▶ _Job 1_
Filter the rows below and copy every line that contains the string "headlight". Case counts.
◆ ◆ ◆ ◆
Calculate the points of intersection
Basically, the procedure for calculating the points of intersection is to calculate three quantities:
[MATH]A = \beta _1 \, e_2+\beta _2 \, e_1-\left(\beta _1 \, e_1+\beta _2 \, e_2\right) \cos (\Delta \omega )[/MATH]
[MATH]B = e_1^2+e_2^2-2\, e_1 \,e_2\, \cos (\Delta \omega )-e_1^2 \,e_2^2 \,\sin ^2(\Delta \omega )[/MATH]
[MATH]\Delta = \sin ^2(\Delta\omega ) \left(\left(\beta _1^2-2 \,\cos (\Delta\omega ) \,\beta _1 \,\beta _2+\beta _2^2\right)\, e_1^2 \,e_2^2-\left(\beta _1\, e_1-\beta _2 \,e_2\right){}^2\right)[/MATH]
where
[MATH]\beta _1 = a_1 \, e_2 \, \left(1-e_1^2\right)[/MATH]
[MATH]\beta _2 = a_2 \, e_1 \, \left(1-e_2^2\right)[/MATH]
and then calculate the radii of the two points of intersection as:
[MATH]r_+ = \frac{A+\sqrt{\Delta}}{B}[/MATH]
and
[MATH]r_- = \frac{A-\sqrt{\Delta}}{B}[/MATH]
In the case considered here, where there is no change in the shape of the ellipse - i.e., the semi-major axis and the orbital eccentricity of the initial and final orbits remains the same - we can simplify things by setting:
[MATH]a_1 = a_2 = a[/MATH]
and
[MATH]e_1 = e_2 = e[/MATH]
Then we can gird our loins and systematically work our way some fairly tedious algebra and trig manipulations. But, if we do this, we can show that:
[MATH]r_+ = \frac{a\,(1-e^2)}{1+e\,\cos\Delta\omega/2}[/MATH]
and
[MATH]r_- = \frac{a\,(1-e^2)}{1-e\,\cos\Delta\omega/2}[/MATH]
Calculate the velocity vectors at the intersection points
OK, so far so good. Now we need to calculate the velocity vectors at the intersection points. Fortunately, the velocity vector in radial and transverse component form at any point on an elliptical orbit is just a function of [MATH]r_a[/MATH] and [MATH]r_p[/MATH] (and, hence, [MATH]a[/MATH] and [MATH]e[/MATH]) and [MATH]r[/MATH] so we have just enough information to do this. Here, the radial component is the component of the velocity vector directed along the radial line between the orbiting vessel and the central gravitating body; and the transverse component is the rest of the velocity vector that is at right-angles to the radial component in the direction of travel. Specifically, we have:
[MATH]v_\theta(r) =\frac{1}{r}\,\sqrt{2\,\mu\,\frac{r_a\,r_p}{r_a+r_p}} [/MATH]
and
[MATH]v_r(r) = \pm\frac{1}{r}\,\sqrt{2\,\mu\,\frac{(r_a - r)\,(r-r_p)}{r_a+r_p}}[/MATH]
where [MATH]v_r(r)[/MATH] is the radial component of the velocity vector when the orbital radius is [MATH]r[/MATH]; and [MATH]v_\theta(r)[/MATH] is the transverse component of the velocity vector. The [MATH]\pm[/MATH] flags that the sign of the radial component varies according to whether or not we are approaching periapsis or moving away from it. If we are moving away from it, and heading towards apoapsis, then [MATH]v_r(r)[/MATH] is positive; and if we have passed apoapsis and heading back towards periapsis then [MATH]v_r(r)[/MATH] is negative.
◆ ◆ ◆ ◆
▶ _Job 2_
Answer the following questions about the text on orbital intersection points, using only what it states.
(a) Which two properties of the initial and final orbits stay the same in the case considered there?
(b) In what direction is the transverse component of the velocity vector?
(c) When is the radial component of the velocity negative?

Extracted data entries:
◆ ◆ ◆ ◆
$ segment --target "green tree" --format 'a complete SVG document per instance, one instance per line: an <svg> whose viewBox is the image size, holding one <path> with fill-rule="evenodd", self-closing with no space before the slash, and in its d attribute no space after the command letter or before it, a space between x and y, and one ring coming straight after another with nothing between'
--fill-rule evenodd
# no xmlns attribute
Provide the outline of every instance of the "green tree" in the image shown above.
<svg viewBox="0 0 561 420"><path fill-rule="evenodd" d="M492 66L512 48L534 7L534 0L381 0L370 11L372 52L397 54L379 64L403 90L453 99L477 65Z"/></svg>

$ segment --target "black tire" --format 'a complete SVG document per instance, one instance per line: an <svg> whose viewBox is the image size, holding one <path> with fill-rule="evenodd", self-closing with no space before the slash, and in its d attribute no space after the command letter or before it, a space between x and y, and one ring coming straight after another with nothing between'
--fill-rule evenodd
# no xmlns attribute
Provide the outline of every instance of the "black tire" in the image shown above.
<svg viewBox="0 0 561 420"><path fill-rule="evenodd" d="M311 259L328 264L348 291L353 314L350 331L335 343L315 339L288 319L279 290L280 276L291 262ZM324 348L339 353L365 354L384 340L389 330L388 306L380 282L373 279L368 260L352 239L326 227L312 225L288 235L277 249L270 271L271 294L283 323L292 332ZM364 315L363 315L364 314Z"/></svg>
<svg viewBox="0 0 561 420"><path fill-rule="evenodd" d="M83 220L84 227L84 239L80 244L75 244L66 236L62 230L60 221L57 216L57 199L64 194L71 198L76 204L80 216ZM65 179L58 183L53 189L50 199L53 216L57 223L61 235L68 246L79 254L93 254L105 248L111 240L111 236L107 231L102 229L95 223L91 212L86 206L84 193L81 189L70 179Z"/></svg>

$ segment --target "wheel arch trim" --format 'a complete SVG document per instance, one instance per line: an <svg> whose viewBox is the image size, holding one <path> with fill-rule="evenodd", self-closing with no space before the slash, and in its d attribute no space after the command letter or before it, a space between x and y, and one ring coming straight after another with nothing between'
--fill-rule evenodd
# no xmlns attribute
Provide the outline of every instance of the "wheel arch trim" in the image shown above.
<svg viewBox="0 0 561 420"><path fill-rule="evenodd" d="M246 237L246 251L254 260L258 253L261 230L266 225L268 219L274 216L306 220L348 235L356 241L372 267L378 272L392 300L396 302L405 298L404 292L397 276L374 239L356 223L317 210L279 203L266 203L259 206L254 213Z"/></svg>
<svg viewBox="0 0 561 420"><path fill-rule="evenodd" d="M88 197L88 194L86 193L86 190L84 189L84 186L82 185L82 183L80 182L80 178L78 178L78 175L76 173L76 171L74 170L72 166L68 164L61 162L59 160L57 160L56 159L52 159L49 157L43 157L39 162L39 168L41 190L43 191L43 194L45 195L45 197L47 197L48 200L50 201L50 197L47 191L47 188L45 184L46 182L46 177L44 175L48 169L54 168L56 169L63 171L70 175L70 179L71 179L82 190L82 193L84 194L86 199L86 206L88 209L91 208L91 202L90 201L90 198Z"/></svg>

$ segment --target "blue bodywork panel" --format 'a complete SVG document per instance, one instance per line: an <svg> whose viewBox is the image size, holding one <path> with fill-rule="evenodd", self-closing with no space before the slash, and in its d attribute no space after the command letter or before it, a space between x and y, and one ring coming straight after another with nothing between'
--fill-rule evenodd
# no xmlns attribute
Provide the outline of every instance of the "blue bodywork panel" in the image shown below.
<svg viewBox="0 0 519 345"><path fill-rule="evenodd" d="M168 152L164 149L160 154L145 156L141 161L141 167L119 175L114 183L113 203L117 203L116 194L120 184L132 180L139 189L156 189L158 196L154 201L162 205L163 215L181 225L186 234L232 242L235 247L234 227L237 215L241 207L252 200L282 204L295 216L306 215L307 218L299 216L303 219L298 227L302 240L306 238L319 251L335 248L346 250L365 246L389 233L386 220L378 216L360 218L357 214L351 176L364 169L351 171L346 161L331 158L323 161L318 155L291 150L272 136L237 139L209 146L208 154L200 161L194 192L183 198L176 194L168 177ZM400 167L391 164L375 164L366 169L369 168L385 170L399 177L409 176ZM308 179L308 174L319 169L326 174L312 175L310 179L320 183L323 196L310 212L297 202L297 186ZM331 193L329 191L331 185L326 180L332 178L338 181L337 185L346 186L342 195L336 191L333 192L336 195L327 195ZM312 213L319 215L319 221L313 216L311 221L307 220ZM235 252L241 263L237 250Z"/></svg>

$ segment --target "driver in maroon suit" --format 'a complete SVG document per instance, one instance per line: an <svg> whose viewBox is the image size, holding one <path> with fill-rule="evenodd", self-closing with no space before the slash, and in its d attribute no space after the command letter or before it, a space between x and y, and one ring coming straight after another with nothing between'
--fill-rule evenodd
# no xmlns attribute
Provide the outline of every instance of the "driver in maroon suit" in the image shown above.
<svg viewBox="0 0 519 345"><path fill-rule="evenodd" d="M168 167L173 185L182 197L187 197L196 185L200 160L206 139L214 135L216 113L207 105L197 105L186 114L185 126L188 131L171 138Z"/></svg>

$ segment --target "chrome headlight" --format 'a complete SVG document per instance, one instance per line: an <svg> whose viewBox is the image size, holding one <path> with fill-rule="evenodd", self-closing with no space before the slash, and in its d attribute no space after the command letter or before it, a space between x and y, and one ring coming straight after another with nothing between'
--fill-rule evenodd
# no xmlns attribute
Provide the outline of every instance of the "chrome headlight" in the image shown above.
◆ ◆ ◆ ◆
▶ _Task output 1_
$ segment --target "chrome headlight" --format 'a complete SVG document per instance, one instance per line: an <svg> whose viewBox is the image size, holding one <path> with fill-rule="evenodd", self-closing with no space before the slash, and in its d attribute no space after the command letter or before it, a space between x and y, and one ring coming straight after another with nothing between'
Provide the outline of every instance of the "chrome headlight" in the image shown above.

▶ _Task output 2_
(a) The semi-major axis and the orbital eccentricity.
(b) At right angles to the radial component, in the direction of travel.
(c) When the vessel has passed apoapsis and is heading back towards periapsis.